[BEGIN]
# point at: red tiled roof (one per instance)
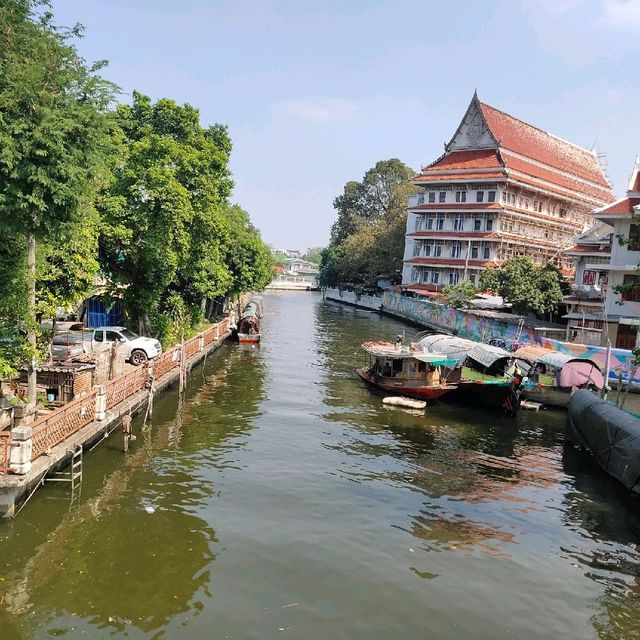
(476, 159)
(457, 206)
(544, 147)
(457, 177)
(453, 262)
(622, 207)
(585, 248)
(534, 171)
[END]
# Instructions for the task
Please locate every line in the data above that contains the word "instance" and copy those lines out. Case counts.

# Response to this task
# point at: red tiled roof (one per instance)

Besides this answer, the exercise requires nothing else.